◆ **Short exercise**: Report every line in the records below that contains the word "vegetation" by copying each such line in full. Treat case as significant.

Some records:
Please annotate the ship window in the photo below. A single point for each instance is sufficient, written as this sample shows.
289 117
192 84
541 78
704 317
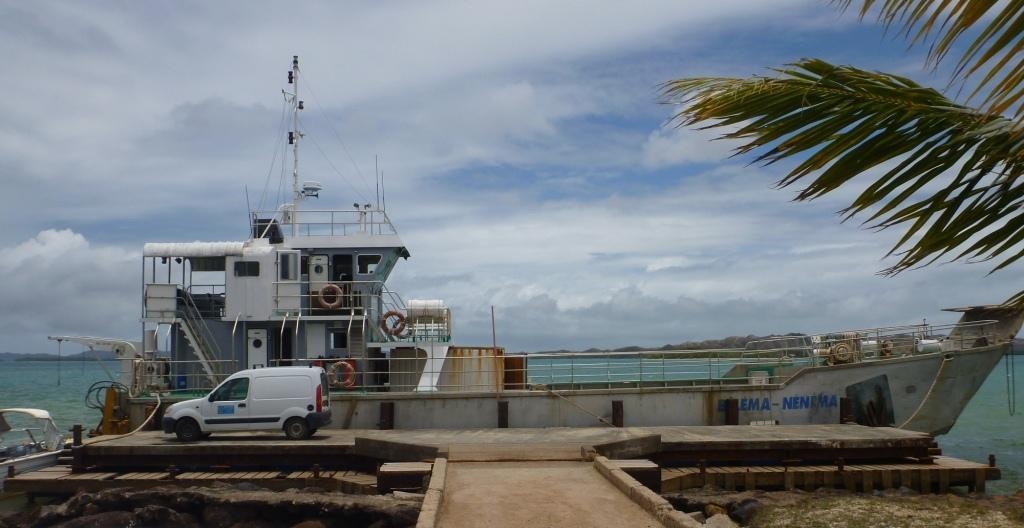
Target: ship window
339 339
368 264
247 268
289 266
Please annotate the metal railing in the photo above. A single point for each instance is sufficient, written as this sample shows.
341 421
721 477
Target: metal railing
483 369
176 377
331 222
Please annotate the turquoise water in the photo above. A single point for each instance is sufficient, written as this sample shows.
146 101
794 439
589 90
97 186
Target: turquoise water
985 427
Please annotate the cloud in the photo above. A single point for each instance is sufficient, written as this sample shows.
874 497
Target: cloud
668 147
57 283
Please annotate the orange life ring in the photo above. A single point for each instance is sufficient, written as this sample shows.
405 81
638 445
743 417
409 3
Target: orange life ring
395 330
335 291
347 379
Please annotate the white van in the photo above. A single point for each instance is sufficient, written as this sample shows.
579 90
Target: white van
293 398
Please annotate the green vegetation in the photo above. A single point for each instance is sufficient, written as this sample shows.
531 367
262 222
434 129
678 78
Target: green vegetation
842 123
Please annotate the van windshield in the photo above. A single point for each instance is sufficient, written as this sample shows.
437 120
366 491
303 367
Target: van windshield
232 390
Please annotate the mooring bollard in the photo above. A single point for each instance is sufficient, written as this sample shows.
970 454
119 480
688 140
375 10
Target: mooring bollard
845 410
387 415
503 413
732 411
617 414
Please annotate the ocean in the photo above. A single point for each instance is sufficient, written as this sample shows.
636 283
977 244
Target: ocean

...

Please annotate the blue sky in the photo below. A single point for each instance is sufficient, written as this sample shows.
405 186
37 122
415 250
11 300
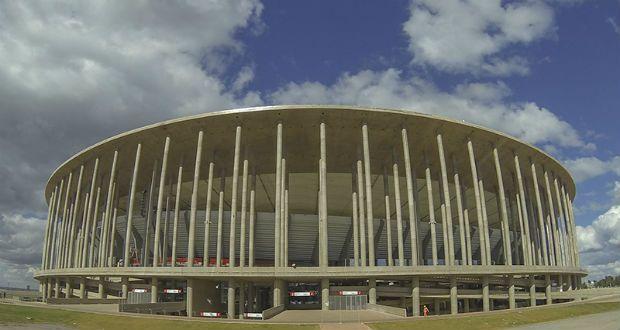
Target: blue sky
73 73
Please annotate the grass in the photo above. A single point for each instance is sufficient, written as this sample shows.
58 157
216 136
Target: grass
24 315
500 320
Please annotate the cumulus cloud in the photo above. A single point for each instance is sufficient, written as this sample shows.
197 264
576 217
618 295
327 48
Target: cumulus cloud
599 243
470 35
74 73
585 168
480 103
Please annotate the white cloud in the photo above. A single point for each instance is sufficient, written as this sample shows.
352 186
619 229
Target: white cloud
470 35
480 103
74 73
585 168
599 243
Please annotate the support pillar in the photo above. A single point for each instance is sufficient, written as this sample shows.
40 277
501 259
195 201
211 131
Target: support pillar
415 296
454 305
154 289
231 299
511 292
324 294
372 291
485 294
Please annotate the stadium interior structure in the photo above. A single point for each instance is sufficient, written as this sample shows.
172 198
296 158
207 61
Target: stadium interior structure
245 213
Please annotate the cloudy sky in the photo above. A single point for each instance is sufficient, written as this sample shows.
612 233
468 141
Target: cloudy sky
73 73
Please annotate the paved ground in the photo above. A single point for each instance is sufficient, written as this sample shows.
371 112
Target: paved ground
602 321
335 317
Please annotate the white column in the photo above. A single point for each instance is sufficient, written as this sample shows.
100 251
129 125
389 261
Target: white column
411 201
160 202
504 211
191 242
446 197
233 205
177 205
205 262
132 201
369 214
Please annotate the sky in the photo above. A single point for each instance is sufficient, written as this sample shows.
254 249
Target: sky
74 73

---

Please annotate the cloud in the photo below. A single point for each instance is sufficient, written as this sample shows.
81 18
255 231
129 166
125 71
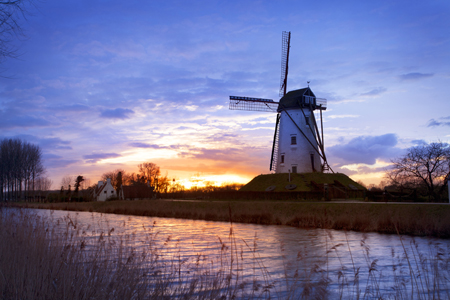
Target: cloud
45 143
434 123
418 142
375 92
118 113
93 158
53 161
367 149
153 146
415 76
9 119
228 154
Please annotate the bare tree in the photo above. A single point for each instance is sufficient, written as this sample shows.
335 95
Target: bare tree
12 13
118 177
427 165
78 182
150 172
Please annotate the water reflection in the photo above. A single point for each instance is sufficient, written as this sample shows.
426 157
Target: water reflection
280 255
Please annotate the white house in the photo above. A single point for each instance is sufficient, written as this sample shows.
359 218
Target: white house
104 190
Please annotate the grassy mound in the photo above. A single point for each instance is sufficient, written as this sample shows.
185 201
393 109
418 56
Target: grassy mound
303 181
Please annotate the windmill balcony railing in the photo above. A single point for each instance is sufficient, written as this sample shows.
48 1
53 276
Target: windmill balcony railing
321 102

◆ **Solution to this task**:
Please annotate the green vegetation in the photo above. A single point for each instance is sufficient, written as this sample shows.
Target: green vegetation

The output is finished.